Raw data
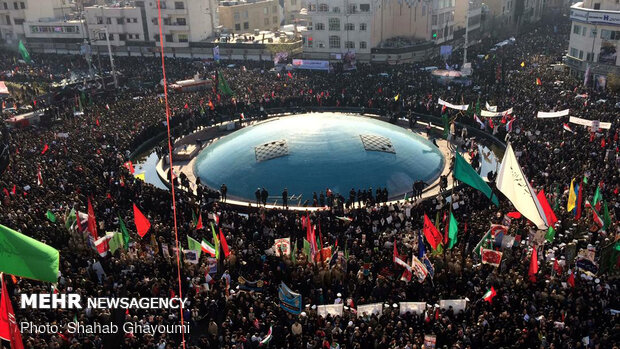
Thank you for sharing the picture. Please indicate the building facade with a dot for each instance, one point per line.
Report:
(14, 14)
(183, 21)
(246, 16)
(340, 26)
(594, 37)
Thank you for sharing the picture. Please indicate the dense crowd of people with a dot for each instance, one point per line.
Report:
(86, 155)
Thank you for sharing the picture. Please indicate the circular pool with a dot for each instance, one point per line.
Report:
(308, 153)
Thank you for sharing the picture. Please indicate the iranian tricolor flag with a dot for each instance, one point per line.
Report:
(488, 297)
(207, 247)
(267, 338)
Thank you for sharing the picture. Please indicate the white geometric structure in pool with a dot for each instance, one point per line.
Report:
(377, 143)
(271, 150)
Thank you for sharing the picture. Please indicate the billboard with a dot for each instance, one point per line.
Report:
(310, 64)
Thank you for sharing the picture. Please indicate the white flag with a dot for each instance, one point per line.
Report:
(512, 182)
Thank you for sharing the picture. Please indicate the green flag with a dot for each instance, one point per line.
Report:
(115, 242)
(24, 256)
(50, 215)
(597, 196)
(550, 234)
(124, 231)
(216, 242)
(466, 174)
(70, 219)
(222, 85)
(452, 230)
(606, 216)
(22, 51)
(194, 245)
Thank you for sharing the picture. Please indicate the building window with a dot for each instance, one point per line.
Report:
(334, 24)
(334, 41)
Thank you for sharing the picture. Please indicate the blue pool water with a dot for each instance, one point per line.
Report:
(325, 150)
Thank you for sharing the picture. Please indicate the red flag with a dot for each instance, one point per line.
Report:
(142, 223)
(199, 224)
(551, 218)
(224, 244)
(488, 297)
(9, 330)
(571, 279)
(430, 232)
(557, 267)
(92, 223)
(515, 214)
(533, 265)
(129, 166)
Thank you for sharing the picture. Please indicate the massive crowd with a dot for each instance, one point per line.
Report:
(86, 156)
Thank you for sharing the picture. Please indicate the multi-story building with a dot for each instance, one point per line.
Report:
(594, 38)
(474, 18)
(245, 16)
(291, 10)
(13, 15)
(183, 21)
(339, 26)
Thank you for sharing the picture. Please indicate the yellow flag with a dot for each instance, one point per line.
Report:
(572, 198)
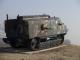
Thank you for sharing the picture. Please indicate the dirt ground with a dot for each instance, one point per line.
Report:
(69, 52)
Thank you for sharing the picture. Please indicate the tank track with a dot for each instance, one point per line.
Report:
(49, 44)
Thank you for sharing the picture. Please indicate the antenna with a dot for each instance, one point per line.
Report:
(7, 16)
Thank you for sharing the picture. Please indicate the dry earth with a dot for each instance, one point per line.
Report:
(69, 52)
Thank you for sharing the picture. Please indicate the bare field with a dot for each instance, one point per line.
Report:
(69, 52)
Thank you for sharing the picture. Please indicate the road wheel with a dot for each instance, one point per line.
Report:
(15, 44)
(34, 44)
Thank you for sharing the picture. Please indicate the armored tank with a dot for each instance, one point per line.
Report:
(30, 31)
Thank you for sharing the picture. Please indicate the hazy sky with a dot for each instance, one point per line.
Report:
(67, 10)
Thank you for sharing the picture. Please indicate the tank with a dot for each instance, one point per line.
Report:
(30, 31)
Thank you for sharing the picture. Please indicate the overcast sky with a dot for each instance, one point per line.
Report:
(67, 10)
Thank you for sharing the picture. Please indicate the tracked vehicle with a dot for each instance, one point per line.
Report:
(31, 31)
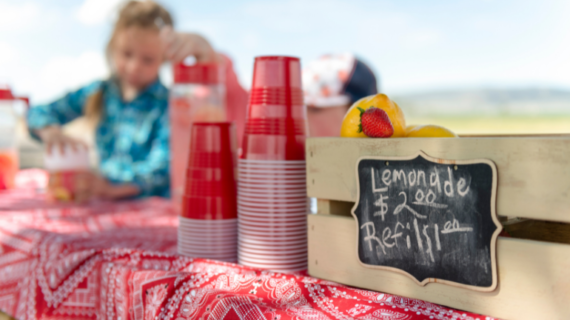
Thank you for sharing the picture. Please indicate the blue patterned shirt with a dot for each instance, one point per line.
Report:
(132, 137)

What you need to do
Output every entry verbatim but skip the pictures.

Exercise response
Thank you for sharing the picture. Please indicate the building facade with a dot for each instance, one point per line.
Report:
(14, 14)
(183, 21)
(246, 16)
(340, 26)
(594, 37)
Thank you for sharing the picture. Please indicate the dense crowd of people with a dot for each instance, one point per line.
Report:
(86, 155)
Thank you for sharing the picture. Please indicate the circular pool with a dot for each instance, one point per line.
Report:
(308, 153)
Thank you for sharing the picture. Please indicate the iranian tricolor flag with a dot for each instance, one point per line.
Report:
(488, 297)
(207, 247)
(267, 338)
Thank you for sharing the picture. Please indicate the white geometric structure in pool with a dot for each instance, one point per line.
Report:
(377, 143)
(271, 150)
Thank you for sharing the picture. Please indicate the billboard with a dot for each instance, one point per line.
Report:
(310, 64)
Thank you for sharing the picture. Please indicate the white flag with a dot for each instance, one point per line.
Report:
(512, 182)
Thank you for sharing the picture. Please indicate the green flag with a dot for each instance, one point per line.
Report:
(115, 242)
(24, 256)
(50, 215)
(597, 196)
(550, 234)
(124, 231)
(216, 242)
(466, 174)
(70, 219)
(222, 85)
(452, 230)
(606, 216)
(22, 51)
(194, 245)
Thank you for sharing the picture. Please indicate the building window with a dot for each instance, one point per line.
Report:
(334, 24)
(334, 41)
Thank you for sharing the picture. Please indicate the blue pool water with a dot for each instance, one point per line.
Report:
(325, 150)
Thank you for sharing the picture. Please indicate the red flag with a dot for each instance, one point per line.
Report:
(142, 223)
(199, 224)
(551, 218)
(224, 244)
(488, 297)
(9, 330)
(571, 279)
(430, 232)
(557, 267)
(92, 223)
(515, 214)
(533, 265)
(129, 166)
Thank you for sharing the picture. Please indicate the massive crowd with a dot for each instance, one point per line.
Report:
(86, 156)
Thank you for sharing the picture. Please indicate the multi-story building with a dot for each instance, one point per line.
Report:
(594, 38)
(474, 18)
(245, 16)
(291, 10)
(13, 15)
(183, 21)
(339, 26)
Thank you for sharing the picture. Please indicate the yellow flag with a dot for each instance, one point per line.
Report:
(572, 198)
Thank you for sharing the picture. Please indicate the dirt ground with a dot for each instance, one point per line.
Report:
(69, 52)
Thank you for sharing the picture. Please indicate the tank track with a dot for each instance, one point per line.
Report:
(49, 44)
Thank you for sharing the picture. Please indicate the antenna with a dot for each instance, one point per line.
Report:
(7, 16)
Thank you for sharing the picture. Please indicate the dry earth with a dot for each instance, one point per line.
Report:
(69, 52)
Thank you for sharing the picture. Please indicate the bare field with a dot for each instance, one point per line.
Report:
(69, 52)
Thank you for sharing the picture. Please indicate the road wheel with a dot for each instance, one point per line.
Report:
(15, 44)
(34, 44)
Thank you for sharing the picture. Please indicate the armored tank with a dot for each instance, one point per line.
Report:
(30, 31)
Thank you for sharing the picture. Please indicate the hazy sky with a dot for each instance, one point per line.
Report:
(67, 10)
Thank you for sharing the picture. Please indicate the tank with a dot for each instance, one point per line.
Report:
(30, 31)
Thank you for sharing the picture. Please indicate the overcast sky with a dot for each instance, one point per line.
Report:
(67, 10)
Thank you for sharing the picture. Please indicate the tracked vehicle with a dot for each instance, one point per line.
Report:
(31, 31)
Thank you for sharing the picture. Please indicate the blue patterned shirt with a dot for each instance, one point per line.
Report:
(132, 137)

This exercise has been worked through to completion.